— To do —
Copy the data below exactly.

— Data for the task —
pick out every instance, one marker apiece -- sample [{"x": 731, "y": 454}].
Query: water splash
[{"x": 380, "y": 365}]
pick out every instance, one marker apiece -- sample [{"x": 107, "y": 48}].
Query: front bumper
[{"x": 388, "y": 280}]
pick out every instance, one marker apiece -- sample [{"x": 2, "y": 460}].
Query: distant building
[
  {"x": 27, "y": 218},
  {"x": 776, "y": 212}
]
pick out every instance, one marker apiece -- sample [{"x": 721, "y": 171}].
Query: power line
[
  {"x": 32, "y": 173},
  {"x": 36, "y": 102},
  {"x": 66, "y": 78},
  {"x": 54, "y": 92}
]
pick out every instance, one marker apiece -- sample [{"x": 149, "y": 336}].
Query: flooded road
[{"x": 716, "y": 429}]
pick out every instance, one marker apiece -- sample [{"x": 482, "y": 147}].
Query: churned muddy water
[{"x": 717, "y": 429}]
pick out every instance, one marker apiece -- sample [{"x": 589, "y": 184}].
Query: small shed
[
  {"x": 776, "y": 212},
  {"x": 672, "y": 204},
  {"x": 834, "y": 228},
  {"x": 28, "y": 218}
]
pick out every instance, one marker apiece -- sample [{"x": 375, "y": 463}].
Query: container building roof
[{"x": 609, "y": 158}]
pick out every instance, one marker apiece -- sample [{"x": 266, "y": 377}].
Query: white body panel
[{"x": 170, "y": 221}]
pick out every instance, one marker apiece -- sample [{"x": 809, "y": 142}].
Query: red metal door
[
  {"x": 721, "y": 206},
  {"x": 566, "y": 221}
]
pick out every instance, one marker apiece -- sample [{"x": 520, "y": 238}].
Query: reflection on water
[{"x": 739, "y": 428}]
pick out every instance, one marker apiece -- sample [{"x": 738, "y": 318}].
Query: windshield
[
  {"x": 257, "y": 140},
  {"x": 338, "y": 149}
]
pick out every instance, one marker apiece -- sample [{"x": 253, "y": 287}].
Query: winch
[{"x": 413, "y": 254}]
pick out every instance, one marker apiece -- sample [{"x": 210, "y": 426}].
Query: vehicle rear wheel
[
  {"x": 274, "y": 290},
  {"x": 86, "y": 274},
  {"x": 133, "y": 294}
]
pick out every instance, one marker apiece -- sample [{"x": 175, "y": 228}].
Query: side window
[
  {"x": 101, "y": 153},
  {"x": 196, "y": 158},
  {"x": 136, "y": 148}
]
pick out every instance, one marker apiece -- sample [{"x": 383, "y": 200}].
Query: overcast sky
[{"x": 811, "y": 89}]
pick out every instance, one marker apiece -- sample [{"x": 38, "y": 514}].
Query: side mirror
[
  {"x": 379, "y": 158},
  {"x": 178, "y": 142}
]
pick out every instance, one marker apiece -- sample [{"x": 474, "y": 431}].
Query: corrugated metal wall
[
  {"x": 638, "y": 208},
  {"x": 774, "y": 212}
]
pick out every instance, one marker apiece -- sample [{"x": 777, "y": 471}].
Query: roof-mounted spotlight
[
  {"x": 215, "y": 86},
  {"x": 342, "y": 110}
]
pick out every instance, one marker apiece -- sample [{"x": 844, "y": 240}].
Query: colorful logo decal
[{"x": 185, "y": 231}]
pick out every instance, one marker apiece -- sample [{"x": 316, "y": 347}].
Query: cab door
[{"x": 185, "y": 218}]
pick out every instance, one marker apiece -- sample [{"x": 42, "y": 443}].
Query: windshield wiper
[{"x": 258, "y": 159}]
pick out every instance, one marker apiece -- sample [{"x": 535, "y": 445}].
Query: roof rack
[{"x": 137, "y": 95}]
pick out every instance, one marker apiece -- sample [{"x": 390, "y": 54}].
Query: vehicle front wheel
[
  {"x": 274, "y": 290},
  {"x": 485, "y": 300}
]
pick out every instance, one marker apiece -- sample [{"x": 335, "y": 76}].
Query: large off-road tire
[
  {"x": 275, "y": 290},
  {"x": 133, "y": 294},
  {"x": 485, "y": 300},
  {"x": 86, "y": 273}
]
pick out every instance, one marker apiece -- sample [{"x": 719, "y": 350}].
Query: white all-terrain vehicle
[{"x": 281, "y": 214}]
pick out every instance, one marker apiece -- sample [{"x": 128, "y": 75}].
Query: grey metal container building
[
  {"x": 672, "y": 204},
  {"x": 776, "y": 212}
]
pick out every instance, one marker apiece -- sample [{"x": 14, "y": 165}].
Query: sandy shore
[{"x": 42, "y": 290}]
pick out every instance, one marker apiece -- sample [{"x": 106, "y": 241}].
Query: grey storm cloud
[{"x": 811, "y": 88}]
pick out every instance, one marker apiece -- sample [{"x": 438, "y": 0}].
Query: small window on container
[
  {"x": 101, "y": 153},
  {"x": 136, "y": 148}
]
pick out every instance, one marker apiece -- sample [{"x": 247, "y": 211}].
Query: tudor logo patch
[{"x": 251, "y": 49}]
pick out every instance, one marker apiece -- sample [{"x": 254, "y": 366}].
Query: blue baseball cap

— Final answer —
pick out every instance, one marker apiece -- sample [{"x": 731, "y": 454}].
Query: water splash
[{"x": 380, "y": 365}]
pick out every instance, one marker apiece -- sample [{"x": 107, "y": 48}].
Query: front bumper
[{"x": 388, "y": 280}]
pick out every instance, one marker apiece -- sample [{"x": 2, "y": 460}].
Query: distant building
[
  {"x": 27, "y": 218},
  {"x": 776, "y": 212}
]
pick out every instance, one marker apiece -- sample [{"x": 721, "y": 171}].
Query: power line
[
  {"x": 32, "y": 173},
  {"x": 36, "y": 102},
  {"x": 66, "y": 78},
  {"x": 54, "y": 92}
]
pick out every instance, one marker apiece -- sample [{"x": 149, "y": 336}].
Query: flooded road
[{"x": 716, "y": 429}]
pick out every instance, one marker apiece -- sample [{"x": 482, "y": 147}].
Query: churned muddy water
[{"x": 717, "y": 429}]
pick out every instance, one marker apiece -- sample [{"x": 589, "y": 184}].
Query: small shed
[
  {"x": 776, "y": 212},
  {"x": 672, "y": 204},
  {"x": 834, "y": 228},
  {"x": 28, "y": 218}
]
pick out every instance, one marker apiece -- sample [{"x": 375, "y": 463}].
Query: container building roof
[{"x": 609, "y": 158}]
pick out every instance, one marker apiece -- sample [{"x": 266, "y": 377}].
Query: white body panel
[{"x": 170, "y": 221}]
pick out every instance, one marker apiece -- sample [{"x": 809, "y": 142}].
Query: red metal door
[
  {"x": 721, "y": 206},
  {"x": 566, "y": 221}
]
pick out every instance, one marker apiece -- sample [{"x": 520, "y": 238}].
Query: reflection on water
[{"x": 739, "y": 428}]
pick out every instance, one marker apiece -- sample [{"x": 738, "y": 318}].
Query: windshield
[
  {"x": 257, "y": 140},
  {"x": 338, "y": 149}
]
pick out every instance, one marker apiece -- sample [{"x": 253, "y": 287}].
Query: winch
[{"x": 413, "y": 254}]
pick out every instance, one marker apiece -- sample [{"x": 210, "y": 426}].
Query: vehicle rear wheel
[
  {"x": 274, "y": 290},
  {"x": 86, "y": 274},
  {"x": 133, "y": 294}
]
pick out every instance, one marker apiece -- sample [{"x": 175, "y": 228}].
Query: side window
[
  {"x": 101, "y": 153},
  {"x": 196, "y": 158},
  {"x": 136, "y": 148}
]
pick out every instance, one marker apiece -- sample [{"x": 383, "y": 200}].
Query: overcast sky
[{"x": 811, "y": 89}]
pick out every instance, one marker apiece -- sample [{"x": 38, "y": 514}].
Query: side mirror
[
  {"x": 379, "y": 158},
  {"x": 178, "y": 142}
]
pick out every instance, one marker apiece -- sample [{"x": 474, "y": 431}].
Query: corrugated metal wall
[
  {"x": 638, "y": 208},
  {"x": 774, "y": 212}
]
pick out every instance, one marker apiece -- sample [{"x": 777, "y": 471}].
Query: roof-mounted spotlight
[
  {"x": 215, "y": 86},
  {"x": 342, "y": 110}
]
pick out every instance, one marker apiece -- sample [{"x": 844, "y": 240}].
Query: colorful logo decal
[{"x": 185, "y": 231}]
pick out every instance, one marker apiece -- sample [{"x": 316, "y": 347}].
Query: cab door
[{"x": 185, "y": 218}]
pick out every instance, one marker apiece -- sample [{"x": 42, "y": 443}].
Query: windshield wiper
[{"x": 258, "y": 159}]
pick out every instance, one marker apiece -- sample [{"x": 535, "y": 445}].
Query: roof rack
[{"x": 137, "y": 95}]
pick out every instance, one marker apiece -- sample [{"x": 390, "y": 54}].
Query: vehicle front wheel
[
  {"x": 274, "y": 290},
  {"x": 485, "y": 300}
]
pick out every instance, one marker apiece -- sample [{"x": 335, "y": 76}].
Query: large off-road tire
[
  {"x": 275, "y": 290},
  {"x": 133, "y": 294},
  {"x": 485, "y": 300},
  {"x": 86, "y": 273}
]
pick out every instance, one marker apiece -- sample [{"x": 719, "y": 350}].
Query: white all-terrain vehicle
[{"x": 281, "y": 214}]
pick out every instance, one marker apiece -- sample [{"x": 128, "y": 75}].
Query: grey metal container building
[
  {"x": 672, "y": 204},
  {"x": 776, "y": 212}
]
pick out every instance, one marker apiece -- sample [{"x": 14, "y": 165}].
Query: sandy shore
[{"x": 42, "y": 290}]
pick out every instance, one marker apiece -- sample [{"x": 106, "y": 241}].
Query: grey storm cloud
[{"x": 811, "y": 88}]
pick out every instance, one marker apiece -- sample [{"x": 438, "y": 0}].
Query: small window on container
[
  {"x": 101, "y": 153},
  {"x": 136, "y": 148}
]
pick out every instance, one marker apiece -- sample [{"x": 247, "y": 211}].
Query: tudor logo patch
[{"x": 251, "y": 49}]
pick out every instance, one marker apiece -- sample [{"x": 254, "y": 366}].
Query: blue baseball cap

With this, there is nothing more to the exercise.